Reproduce word for word the stretch of the board game app post from "The app itself" through "counterparts.".

Text segment:
Content starts
Show HN: DealMe.Cards – Play any board game you own over video chat - mclifton
http://www.dealme.cards
======
mclifton
DealMe.Cards ([http://www.dealme.cards](http://www.dealme.cards)) is a free
web app that enables people to play a physical board game they own with their
friends over video chat. I developed this with the goal of giving people the
ability to feel a small shred of normalcy through the COVID-19 pandemic, by
allowing them to perform this classic social activity virtually over the
internet.

This is a short video explaining the functionality:
[https://youtu.be/DoAtHTSuBvs](https://youtu.be/DoAtHTSuBvs) (note that the
styling has changed quite a bit since it was shot)

In short, it works like this:

• The host picks and sets up a board game from their collection

• The host can deal out cards to players by using the camera on their phone

• If the cards are meant to be kept secret, the host is able to flip their
phone and the card over and snap a picture of it without ever seeing the face
of the card

• Players can view a card, highlight it to be played by the host, or show it
to all players

• The host can snap an updated view of the game board between each turn

The app itself does not dictate any of the game flow, it simply enables the
host and players to participate in a variety of board games by dealing out
cards and giving players a few actions that mimic their real life
counterparts.

It’s designed for mobile devices, so my apologies if it doesn’t look quite as
polished on desktop.
Content ends
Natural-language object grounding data
Content starts
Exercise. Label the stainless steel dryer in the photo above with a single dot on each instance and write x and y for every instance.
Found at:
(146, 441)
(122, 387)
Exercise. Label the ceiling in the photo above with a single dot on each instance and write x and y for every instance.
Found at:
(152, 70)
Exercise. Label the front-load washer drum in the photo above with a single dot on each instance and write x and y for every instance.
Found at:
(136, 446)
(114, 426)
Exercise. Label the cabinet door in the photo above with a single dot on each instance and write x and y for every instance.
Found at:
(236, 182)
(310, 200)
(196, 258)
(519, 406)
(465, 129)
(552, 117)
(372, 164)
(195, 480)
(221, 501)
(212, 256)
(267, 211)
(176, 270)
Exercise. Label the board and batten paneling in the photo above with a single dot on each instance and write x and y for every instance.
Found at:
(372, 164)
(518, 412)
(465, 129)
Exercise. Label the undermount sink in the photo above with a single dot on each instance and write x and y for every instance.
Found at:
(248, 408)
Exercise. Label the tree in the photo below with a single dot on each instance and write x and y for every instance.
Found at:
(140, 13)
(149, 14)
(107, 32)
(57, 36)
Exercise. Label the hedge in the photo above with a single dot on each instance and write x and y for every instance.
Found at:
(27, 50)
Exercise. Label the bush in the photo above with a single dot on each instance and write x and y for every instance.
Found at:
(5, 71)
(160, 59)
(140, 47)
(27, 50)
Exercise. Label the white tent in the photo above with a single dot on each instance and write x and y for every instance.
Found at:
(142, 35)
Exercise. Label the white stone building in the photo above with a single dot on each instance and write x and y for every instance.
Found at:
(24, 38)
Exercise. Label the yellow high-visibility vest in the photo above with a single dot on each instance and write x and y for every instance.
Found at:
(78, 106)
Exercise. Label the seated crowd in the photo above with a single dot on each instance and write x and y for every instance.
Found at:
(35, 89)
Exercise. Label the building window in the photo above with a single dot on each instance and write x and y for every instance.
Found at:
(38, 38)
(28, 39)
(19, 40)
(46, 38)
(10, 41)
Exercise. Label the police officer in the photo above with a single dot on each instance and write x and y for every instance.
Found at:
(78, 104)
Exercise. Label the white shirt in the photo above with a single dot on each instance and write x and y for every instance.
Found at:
Content ends
Response to the task:
The app itself does not dictate any of the game flow, it simply enables the
host and players to participate in a variety of board games by dealing out
cards and giving players a few actions that mimic their real life
counterparts.